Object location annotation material
-----

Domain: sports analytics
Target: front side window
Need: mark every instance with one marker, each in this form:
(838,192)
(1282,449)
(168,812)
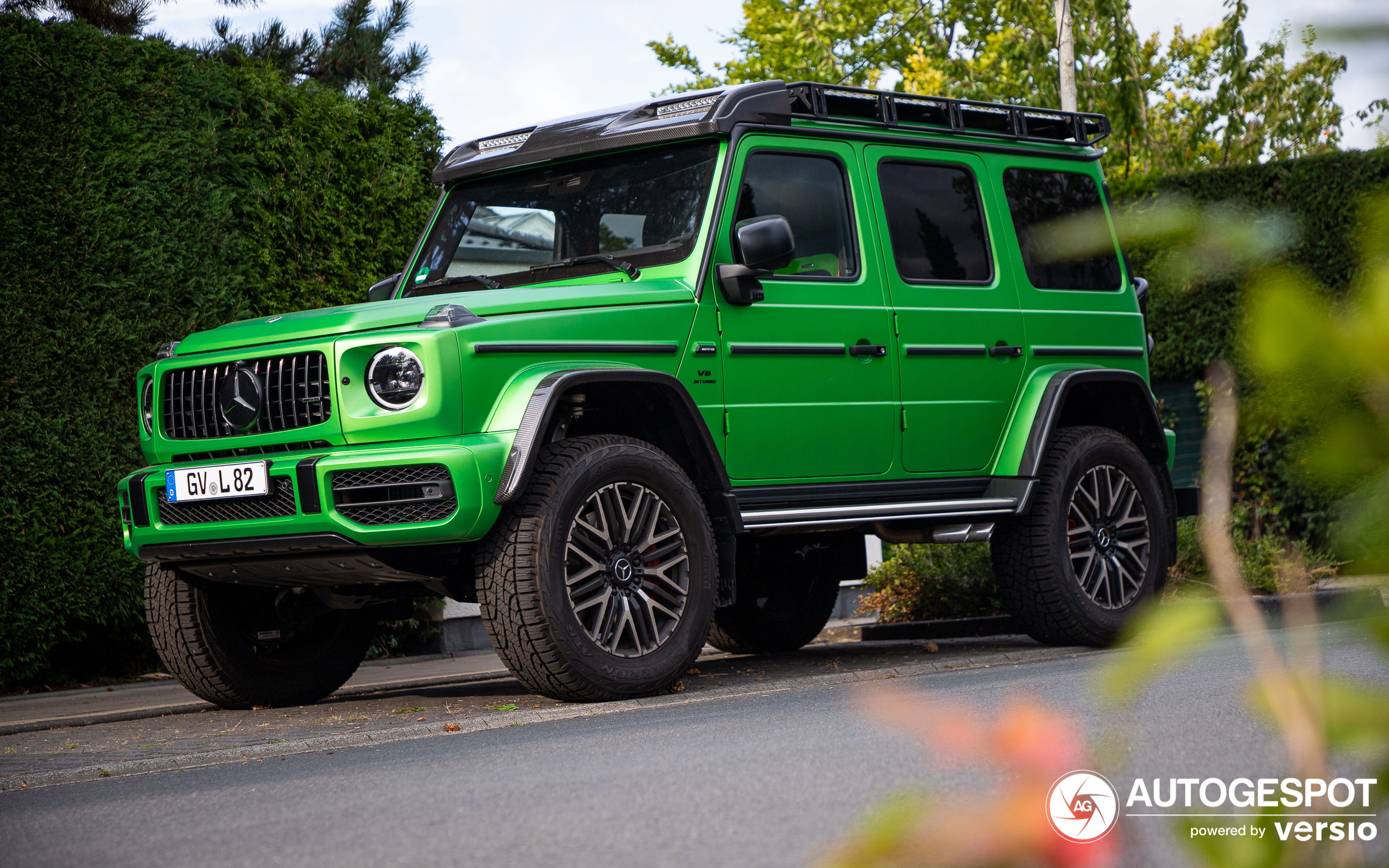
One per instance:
(812,195)
(642,207)
(934,222)
(1063,234)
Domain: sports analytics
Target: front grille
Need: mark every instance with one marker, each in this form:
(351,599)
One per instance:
(395,495)
(277,505)
(296,395)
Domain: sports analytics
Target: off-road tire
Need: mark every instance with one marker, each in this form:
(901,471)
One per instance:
(521,574)
(785,597)
(1031,555)
(195,630)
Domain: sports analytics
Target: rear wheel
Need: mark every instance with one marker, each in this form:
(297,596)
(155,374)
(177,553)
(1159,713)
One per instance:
(786,591)
(1095,546)
(599,584)
(241,646)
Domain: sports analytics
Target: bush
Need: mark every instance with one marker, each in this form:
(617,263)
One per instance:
(924,582)
(1264,561)
(146,193)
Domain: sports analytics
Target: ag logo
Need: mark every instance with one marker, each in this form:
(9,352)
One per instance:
(1082,806)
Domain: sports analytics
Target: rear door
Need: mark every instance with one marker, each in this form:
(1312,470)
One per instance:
(1078,304)
(958,319)
(801,403)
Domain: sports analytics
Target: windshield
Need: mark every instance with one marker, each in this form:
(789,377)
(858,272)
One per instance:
(642,207)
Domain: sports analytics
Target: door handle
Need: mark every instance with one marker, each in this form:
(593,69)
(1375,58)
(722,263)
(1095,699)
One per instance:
(867,349)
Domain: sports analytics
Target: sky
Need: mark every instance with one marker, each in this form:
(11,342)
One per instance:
(498,66)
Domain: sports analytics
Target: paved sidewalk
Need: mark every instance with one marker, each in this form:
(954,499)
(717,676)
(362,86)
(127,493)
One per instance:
(89,706)
(203,738)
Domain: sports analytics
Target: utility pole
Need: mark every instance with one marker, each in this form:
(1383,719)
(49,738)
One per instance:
(1066,48)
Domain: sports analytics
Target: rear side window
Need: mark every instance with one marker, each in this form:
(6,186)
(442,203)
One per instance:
(935,222)
(1063,234)
(812,195)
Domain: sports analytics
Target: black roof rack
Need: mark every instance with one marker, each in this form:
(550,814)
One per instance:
(814,101)
(716,112)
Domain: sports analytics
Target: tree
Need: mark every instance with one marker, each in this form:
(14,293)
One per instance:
(352,53)
(119,17)
(1197,102)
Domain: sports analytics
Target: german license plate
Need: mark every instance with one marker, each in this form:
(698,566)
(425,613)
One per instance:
(214,481)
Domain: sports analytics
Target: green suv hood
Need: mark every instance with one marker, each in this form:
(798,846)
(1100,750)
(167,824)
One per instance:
(330,321)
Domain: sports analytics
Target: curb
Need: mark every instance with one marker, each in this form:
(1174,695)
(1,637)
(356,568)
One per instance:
(515,718)
(139,714)
(1333,605)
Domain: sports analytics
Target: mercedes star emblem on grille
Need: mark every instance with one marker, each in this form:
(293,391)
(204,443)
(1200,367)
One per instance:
(241,397)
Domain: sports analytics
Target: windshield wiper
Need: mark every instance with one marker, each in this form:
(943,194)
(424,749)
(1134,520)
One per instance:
(629,270)
(467,278)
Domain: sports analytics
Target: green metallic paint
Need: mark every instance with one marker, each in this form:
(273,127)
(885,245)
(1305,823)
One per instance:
(775,419)
(947,395)
(809,417)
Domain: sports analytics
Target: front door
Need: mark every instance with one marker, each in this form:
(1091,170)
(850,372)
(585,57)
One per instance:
(959,324)
(801,403)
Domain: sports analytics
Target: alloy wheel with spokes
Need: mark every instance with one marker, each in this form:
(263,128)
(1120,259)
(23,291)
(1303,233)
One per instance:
(1107,537)
(627,571)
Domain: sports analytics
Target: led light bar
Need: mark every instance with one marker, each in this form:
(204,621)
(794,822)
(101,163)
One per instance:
(516,139)
(670,110)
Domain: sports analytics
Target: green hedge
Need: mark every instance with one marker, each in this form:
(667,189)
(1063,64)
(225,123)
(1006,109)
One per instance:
(1192,325)
(146,193)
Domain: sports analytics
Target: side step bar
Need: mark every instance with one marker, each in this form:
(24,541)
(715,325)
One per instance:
(878,512)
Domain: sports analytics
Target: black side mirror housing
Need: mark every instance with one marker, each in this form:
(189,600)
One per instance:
(764,245)
(382,289)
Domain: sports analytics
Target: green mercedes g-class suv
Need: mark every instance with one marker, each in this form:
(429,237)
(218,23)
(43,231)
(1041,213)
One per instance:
(646,381)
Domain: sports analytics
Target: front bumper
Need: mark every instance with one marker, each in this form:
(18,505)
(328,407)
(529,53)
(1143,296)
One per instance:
(307,506)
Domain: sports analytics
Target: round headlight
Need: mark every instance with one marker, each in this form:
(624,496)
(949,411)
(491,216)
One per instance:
(395,378)
(148,406)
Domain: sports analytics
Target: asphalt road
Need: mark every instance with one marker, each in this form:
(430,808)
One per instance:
(759,779)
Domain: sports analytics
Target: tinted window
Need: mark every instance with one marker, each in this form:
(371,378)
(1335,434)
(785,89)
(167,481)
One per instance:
(1061,230)
(810,193)
(641,206)
(934,222)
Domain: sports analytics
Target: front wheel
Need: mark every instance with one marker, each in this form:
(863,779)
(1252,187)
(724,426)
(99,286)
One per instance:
(240,646)
(1095,546)
(599,584)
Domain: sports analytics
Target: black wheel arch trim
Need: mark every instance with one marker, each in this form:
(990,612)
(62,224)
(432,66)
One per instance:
(710,476)
(1053,401)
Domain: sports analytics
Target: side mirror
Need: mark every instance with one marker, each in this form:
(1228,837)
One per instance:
(764,242)
(764,245)
(381,289)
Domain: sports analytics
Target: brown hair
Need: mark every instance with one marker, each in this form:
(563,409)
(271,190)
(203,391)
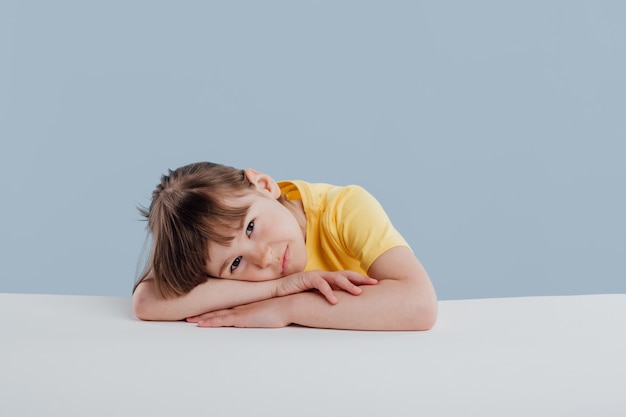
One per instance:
(188,211)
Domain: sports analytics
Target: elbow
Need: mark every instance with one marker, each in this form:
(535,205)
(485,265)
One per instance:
(424,311)
(140,308)
(143,306)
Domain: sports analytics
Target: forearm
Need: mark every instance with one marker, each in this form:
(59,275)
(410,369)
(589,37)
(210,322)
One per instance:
(214,294)
(390,305)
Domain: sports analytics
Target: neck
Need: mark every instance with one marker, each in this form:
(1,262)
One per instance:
(297,209)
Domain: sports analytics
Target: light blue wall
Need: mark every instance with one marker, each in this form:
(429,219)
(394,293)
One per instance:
(493,132)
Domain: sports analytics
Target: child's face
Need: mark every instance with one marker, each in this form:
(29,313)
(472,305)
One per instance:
(270,245)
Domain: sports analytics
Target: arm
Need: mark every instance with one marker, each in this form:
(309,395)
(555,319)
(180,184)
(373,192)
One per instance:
(404,299)
(216,294)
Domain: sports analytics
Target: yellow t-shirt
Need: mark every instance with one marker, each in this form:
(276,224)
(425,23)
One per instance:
(346,227)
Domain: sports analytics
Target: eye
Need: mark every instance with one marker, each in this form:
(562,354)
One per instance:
(235,263)
(250,228)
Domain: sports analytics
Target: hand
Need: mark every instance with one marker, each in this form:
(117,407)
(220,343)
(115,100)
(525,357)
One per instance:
(323,281)
(266,314)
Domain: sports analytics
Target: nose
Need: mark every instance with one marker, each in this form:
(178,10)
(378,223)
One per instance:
(263,256)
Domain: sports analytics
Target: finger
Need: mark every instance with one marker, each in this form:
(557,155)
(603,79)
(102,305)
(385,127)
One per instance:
(325,289)
(345,285)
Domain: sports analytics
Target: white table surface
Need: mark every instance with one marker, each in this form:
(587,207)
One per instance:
(526,356)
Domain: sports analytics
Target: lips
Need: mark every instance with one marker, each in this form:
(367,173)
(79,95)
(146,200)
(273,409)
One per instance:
(285,261)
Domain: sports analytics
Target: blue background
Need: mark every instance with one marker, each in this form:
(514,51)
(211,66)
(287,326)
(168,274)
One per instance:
(493,132)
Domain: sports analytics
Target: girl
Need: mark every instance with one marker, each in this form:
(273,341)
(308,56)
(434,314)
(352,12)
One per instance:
(236,248)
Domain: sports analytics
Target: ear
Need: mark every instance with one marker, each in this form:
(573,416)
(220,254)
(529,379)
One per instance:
(263,182)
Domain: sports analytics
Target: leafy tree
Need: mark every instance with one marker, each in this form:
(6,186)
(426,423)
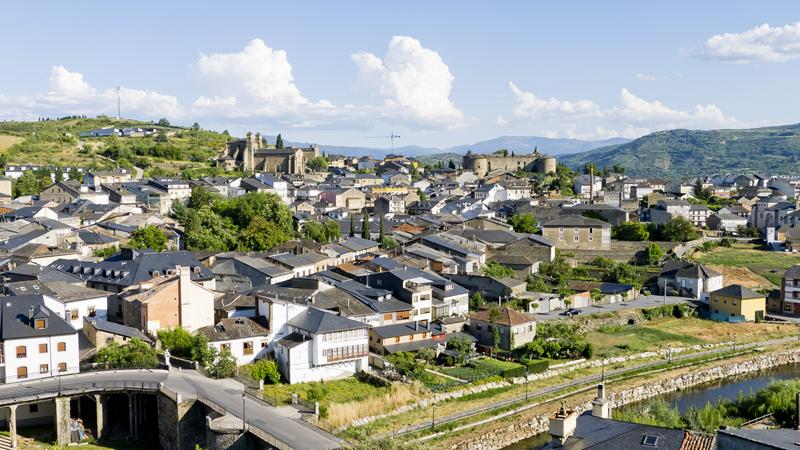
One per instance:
(150,237)
(524,223)
(136,353)
(679,229)
(476,301)
(630,231)
(653,254)
(265,369)
(365,233)
(496,270)
(261,235)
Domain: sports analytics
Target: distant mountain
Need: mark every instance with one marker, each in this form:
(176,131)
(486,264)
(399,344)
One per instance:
(679,153)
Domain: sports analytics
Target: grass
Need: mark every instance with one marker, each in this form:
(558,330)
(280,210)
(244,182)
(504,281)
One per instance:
(767,264)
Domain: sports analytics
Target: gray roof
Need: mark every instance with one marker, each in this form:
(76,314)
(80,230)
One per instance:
(319,321)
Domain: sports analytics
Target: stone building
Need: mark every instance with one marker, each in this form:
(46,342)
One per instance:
(250,154)
(532,162)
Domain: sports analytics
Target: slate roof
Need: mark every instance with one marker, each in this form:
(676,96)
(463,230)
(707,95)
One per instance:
(16,324)
(318,321)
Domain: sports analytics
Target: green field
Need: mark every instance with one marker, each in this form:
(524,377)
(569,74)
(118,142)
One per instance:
(768,264)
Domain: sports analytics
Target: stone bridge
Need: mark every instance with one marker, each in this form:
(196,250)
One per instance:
(187,408)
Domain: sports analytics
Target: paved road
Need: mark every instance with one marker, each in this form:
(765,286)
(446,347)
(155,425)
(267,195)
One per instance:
(226,394)
(642,301)
(587,381)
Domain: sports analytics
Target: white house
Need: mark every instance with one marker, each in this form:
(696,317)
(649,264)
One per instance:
(36,341)
(322,346)
(246,338)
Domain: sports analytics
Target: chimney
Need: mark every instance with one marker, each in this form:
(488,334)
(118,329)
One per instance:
(601,408)
(563,424)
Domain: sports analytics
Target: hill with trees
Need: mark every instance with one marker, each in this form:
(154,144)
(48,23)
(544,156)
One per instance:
(684,153)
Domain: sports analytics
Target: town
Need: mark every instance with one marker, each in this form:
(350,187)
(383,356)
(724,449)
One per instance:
(373,298)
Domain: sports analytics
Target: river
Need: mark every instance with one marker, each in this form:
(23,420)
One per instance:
(698,396)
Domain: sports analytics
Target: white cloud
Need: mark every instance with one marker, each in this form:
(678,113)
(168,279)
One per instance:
(763,43)
(529,106)
(633,117)
(70,93)
(414,83)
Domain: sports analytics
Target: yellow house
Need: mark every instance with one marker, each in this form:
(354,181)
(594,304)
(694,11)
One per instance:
(736,303)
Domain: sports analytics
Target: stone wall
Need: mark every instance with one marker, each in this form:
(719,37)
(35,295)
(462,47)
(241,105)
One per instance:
(515,432)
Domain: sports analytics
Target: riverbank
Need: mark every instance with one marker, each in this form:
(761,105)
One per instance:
(535,420)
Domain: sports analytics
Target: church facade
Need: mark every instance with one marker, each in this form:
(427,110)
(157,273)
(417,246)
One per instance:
(251,155)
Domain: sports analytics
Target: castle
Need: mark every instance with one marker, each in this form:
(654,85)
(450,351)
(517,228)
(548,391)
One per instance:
(532,162)
(249,154)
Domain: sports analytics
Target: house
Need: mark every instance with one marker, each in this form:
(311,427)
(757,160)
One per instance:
(246,338)
(687,278)
(406,337)
(322,346)
(36,341)
(736,303)
(578,233)
(73,302)
(102,332)
(514,328)
(169,302)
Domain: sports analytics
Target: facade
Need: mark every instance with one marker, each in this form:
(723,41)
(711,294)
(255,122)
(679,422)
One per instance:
(481,165)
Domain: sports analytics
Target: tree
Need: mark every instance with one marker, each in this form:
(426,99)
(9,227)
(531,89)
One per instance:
(365,232)
(496,270)
(679,229)
(653,254)
(150,237)
(136,353)
(630,231)
(524,223)
(476,301)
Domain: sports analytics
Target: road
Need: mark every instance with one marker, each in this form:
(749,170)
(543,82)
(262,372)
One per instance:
(588,382)
(642,301)
(226,394)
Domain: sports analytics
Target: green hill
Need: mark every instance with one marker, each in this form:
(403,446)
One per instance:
(679,153)
(174,151)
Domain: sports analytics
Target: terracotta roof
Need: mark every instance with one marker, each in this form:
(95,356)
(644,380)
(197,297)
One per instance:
(508,316)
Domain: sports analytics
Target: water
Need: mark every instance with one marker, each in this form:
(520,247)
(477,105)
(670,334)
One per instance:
(698,396)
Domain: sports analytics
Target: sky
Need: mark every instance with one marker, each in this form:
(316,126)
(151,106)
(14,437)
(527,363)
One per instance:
(438,73)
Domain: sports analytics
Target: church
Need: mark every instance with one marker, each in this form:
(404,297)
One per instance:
(250,155)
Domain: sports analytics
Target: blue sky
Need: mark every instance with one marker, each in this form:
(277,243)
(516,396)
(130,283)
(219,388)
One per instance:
(438,73)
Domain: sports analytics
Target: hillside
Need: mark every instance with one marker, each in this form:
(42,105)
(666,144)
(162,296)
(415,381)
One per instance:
(680,153)
(57,142)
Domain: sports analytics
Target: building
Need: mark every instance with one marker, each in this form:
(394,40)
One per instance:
(246,338)
(250,154)
(690,279)
(514,328)
(36,341)
(169,302)
(578,233)
(736,303)
(322,346)
(481,165)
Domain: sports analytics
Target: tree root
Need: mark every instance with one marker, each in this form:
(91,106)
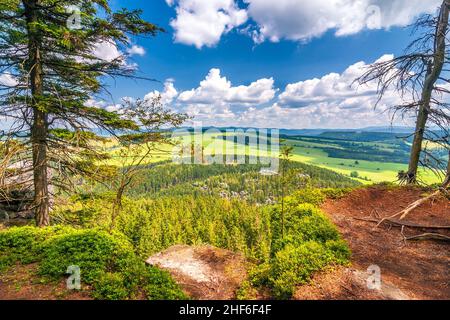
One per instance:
(399,223)
(429,236)
(410,207)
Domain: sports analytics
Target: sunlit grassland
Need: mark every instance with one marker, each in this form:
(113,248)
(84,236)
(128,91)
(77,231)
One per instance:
(304,151)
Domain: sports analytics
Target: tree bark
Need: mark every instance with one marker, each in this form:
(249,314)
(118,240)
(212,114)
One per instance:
(39,129)
(434,71)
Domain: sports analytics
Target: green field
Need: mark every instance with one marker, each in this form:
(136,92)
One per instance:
(308,150)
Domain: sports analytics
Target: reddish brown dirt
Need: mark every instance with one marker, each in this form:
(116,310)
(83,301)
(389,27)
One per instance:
(421,269)
(21,283)
(203,272)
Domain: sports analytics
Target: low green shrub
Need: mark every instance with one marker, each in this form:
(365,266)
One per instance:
(294,264)
(24,244)
(107,261)
(110,286)
(310,243)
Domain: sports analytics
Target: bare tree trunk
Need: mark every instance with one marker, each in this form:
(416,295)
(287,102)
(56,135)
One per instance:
(446,182)
(434,71)
(39,130)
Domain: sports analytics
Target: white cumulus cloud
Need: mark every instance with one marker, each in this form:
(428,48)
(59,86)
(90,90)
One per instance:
(215,89)
(167,95)
(202,23)
(303,19)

-----

• _Work to do_:
Locate every line in the material above that contains the word "windshield", and copy each one.

• _Result of the task_:
Target: windshield
Target: windshield wiper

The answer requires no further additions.